_Exercise description_
Pull out every line in the listing below that contains the string "windshield", and copy each one unchanged.

---------- Input

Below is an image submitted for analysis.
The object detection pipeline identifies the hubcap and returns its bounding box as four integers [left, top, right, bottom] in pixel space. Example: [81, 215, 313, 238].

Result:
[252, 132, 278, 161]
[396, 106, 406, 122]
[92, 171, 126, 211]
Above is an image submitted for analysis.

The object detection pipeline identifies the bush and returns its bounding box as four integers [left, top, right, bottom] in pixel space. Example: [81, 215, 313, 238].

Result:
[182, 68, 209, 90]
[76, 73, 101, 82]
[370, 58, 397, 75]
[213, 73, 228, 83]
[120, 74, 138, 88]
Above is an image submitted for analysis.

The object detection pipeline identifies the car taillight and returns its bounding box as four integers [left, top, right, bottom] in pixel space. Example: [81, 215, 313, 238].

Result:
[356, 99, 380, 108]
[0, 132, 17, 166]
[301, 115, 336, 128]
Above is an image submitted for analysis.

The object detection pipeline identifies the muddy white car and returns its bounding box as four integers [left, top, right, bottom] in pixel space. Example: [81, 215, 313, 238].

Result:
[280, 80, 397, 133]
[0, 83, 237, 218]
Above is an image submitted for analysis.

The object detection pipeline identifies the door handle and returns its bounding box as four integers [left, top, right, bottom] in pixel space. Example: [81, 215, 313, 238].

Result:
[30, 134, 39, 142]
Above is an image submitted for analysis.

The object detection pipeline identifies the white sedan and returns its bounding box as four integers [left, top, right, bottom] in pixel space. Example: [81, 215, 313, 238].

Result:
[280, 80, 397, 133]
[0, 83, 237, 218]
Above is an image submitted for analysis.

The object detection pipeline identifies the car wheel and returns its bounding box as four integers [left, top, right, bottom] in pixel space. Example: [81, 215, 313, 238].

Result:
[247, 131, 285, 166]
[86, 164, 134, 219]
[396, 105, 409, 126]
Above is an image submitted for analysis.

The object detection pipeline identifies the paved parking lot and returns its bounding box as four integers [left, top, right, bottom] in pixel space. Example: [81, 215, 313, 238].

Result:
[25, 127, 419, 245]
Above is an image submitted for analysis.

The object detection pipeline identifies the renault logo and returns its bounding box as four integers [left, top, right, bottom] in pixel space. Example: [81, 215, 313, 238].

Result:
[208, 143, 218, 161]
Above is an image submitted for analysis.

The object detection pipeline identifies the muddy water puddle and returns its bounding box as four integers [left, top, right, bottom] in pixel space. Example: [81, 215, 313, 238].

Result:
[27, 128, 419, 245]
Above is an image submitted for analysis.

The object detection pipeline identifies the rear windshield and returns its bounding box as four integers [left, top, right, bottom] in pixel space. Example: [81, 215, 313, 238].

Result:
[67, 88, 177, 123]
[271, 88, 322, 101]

--------------------
---------- Input

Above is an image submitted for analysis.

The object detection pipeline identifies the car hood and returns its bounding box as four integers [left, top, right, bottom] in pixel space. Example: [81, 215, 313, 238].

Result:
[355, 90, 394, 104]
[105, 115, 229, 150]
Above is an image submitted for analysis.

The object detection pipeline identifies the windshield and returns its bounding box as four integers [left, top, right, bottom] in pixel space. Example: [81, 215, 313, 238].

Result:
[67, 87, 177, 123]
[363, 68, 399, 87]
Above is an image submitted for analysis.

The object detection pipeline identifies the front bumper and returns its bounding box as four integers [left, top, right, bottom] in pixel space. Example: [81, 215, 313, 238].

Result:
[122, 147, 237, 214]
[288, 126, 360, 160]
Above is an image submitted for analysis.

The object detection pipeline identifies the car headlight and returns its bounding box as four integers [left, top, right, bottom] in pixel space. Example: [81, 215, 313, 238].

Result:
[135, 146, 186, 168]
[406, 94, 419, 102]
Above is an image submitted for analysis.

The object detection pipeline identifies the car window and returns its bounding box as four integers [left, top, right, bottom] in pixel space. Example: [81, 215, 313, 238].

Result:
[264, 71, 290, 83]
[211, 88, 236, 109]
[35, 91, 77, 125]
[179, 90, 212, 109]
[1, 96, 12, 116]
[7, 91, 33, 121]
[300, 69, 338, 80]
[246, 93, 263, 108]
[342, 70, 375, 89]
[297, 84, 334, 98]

--------------------

_Exercise answer_
The object detection pipeline identifies the rear windshield and returns its bounding box as four integers [left, top, right, bottom] in pixel space. Example: [81, 215, 313, 238].
The object detection pipeline identifies the windshield and returns its bounding box as four integers [left, top, right, bottom] in pixel space. Example: [81, 215, 313, 238].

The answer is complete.